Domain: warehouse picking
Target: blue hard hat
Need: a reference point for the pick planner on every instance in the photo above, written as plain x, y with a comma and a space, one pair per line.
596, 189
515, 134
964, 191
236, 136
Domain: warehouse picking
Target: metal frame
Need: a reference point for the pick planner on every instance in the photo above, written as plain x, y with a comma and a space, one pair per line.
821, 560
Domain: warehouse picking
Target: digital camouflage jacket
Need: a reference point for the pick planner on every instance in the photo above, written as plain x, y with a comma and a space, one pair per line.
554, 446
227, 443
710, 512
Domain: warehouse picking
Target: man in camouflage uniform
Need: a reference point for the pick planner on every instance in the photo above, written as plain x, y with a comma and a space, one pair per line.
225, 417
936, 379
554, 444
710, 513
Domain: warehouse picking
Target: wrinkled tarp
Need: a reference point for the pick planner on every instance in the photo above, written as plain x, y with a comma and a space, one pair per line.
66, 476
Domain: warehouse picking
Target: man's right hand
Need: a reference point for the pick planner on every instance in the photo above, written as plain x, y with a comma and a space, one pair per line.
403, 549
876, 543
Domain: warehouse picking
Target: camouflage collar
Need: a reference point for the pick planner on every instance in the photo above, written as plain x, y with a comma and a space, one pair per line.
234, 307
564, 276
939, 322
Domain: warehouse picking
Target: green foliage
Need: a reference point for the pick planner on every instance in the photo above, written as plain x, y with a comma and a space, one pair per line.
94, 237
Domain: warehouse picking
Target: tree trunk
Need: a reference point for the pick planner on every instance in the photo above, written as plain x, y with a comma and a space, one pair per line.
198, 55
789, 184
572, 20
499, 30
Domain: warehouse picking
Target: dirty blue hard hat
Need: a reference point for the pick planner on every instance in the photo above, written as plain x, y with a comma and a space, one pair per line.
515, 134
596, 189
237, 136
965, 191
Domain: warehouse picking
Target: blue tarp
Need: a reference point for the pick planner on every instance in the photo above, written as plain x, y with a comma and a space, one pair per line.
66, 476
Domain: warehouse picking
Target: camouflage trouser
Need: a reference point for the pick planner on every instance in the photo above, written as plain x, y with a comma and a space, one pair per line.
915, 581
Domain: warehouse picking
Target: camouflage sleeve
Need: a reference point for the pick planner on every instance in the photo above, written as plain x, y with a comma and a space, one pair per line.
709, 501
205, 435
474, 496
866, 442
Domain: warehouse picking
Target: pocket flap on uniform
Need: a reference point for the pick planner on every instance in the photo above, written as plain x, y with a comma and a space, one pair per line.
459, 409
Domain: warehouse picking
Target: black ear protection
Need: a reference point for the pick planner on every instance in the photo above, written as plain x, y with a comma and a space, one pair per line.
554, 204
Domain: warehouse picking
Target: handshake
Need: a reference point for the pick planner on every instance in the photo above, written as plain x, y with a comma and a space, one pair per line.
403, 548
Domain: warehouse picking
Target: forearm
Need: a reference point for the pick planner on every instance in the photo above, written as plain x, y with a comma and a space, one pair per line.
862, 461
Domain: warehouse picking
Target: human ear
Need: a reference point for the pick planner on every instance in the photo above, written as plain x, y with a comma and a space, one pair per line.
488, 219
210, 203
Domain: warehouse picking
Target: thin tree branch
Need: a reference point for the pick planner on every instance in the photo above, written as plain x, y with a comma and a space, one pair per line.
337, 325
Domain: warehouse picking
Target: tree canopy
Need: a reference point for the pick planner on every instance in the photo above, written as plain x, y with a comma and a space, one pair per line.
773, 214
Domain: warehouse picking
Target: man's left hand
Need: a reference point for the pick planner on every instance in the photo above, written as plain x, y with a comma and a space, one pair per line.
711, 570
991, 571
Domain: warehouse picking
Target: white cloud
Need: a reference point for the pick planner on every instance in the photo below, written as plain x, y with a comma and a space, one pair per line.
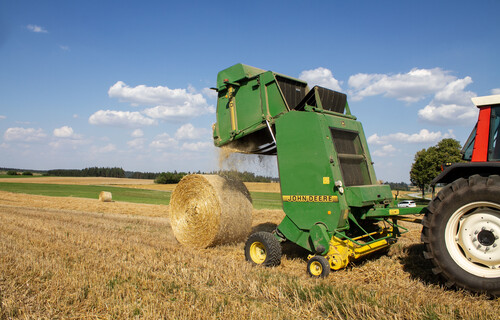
322, 77
137, 133
177, 112
424, 136
448, 113
409, 87
106, 149
153, 96
63, 132
136, 143
36, 29
452, 104
196, 146
163, 141
386, 150
209, 93
120, 118
24, 134
188, 131
168, 103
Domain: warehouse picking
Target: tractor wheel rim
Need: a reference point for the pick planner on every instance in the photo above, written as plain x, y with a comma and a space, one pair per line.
316, 268
258, 252
472, 237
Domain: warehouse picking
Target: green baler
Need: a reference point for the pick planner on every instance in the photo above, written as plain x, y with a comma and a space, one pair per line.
334, 207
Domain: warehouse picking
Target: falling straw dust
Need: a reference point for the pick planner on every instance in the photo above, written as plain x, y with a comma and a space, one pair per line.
208, 210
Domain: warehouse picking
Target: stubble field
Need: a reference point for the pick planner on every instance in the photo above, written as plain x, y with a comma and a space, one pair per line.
80, 258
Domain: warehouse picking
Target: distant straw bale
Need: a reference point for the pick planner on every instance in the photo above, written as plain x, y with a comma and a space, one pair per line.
208, 210
105, 196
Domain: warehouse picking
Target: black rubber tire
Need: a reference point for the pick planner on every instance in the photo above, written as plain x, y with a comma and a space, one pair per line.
268, 246
318, 267
448, 208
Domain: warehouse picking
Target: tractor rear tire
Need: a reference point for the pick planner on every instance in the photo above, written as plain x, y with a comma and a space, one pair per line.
461, 234
318, 267
262, 248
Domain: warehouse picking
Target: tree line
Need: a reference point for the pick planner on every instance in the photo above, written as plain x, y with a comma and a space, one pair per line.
160, 178
428, 162
114, 172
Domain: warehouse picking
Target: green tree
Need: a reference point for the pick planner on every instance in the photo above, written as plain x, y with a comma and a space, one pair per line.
427, 163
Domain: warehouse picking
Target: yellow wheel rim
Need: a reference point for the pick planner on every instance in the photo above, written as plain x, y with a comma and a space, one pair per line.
316, 268
258, 252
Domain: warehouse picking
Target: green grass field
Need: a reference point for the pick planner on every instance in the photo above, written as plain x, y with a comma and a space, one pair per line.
261, 200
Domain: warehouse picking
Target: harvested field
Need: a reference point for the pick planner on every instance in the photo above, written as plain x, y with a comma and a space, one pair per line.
88, 259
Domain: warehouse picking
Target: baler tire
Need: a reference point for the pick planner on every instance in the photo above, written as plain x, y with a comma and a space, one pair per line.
262, 248
318, 267
461, 234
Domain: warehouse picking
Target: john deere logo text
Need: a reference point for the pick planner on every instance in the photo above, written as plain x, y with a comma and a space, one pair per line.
310, 199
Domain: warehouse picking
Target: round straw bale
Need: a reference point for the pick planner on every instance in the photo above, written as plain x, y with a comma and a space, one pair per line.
105, 196
207, 210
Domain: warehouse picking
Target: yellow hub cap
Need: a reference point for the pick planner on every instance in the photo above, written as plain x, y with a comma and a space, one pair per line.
258, 252
316, 268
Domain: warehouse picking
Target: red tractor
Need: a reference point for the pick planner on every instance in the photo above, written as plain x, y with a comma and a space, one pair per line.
461, 229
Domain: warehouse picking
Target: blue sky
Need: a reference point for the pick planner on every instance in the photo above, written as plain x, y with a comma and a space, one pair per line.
125, 83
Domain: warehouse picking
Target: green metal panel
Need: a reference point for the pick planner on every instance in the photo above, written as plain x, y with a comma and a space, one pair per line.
326, 172
235, 74
306, 174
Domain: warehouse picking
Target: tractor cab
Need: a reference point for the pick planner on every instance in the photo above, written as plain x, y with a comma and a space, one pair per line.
483, 143
482, 148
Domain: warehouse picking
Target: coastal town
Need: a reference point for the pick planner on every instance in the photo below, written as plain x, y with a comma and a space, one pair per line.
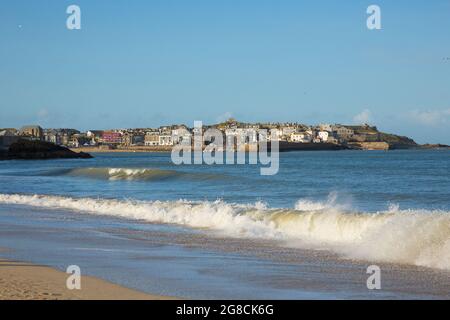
294, 135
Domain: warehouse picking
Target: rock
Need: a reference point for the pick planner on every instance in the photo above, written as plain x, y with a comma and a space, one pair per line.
40, 150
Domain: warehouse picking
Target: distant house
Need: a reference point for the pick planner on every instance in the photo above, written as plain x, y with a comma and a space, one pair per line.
165, 140
323, 136
151, 139
302, 137
7, 138
33, 132
342, 132
111, 137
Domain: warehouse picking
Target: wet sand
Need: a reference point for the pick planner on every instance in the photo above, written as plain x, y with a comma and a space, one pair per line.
24, 281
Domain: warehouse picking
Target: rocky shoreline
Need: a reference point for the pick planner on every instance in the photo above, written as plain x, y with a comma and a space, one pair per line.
39, 150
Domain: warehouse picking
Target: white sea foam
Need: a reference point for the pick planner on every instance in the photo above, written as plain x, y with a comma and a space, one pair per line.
417, 237
122, 173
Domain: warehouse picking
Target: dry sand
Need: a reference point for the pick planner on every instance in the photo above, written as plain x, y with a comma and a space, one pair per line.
23, 281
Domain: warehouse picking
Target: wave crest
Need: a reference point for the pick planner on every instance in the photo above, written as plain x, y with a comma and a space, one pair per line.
122, 173
417, 237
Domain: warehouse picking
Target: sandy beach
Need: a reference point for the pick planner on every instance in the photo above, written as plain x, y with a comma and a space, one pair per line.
24, 281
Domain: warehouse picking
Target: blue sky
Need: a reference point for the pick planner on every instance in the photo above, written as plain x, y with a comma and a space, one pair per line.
149, 63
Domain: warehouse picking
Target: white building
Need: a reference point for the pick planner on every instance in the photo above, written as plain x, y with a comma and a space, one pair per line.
302, 137
165, 140
323, 136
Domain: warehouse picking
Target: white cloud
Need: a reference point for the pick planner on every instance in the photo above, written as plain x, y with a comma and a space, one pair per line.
363, 117
430, 117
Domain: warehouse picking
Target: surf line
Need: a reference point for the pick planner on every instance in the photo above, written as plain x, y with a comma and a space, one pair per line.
209, 148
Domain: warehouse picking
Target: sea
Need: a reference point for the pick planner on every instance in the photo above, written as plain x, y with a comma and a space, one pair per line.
312, 231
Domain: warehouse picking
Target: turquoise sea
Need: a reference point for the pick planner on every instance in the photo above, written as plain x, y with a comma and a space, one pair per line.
225, 231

-----

_WORK TO DO_: Which lines of the material above contain the word "hard"? Pick out each one and copy it, matching case exactly.

_RESULT FOR THIS EXERCISE_:
Target: blue hard hat
Target: dirty blue hard hat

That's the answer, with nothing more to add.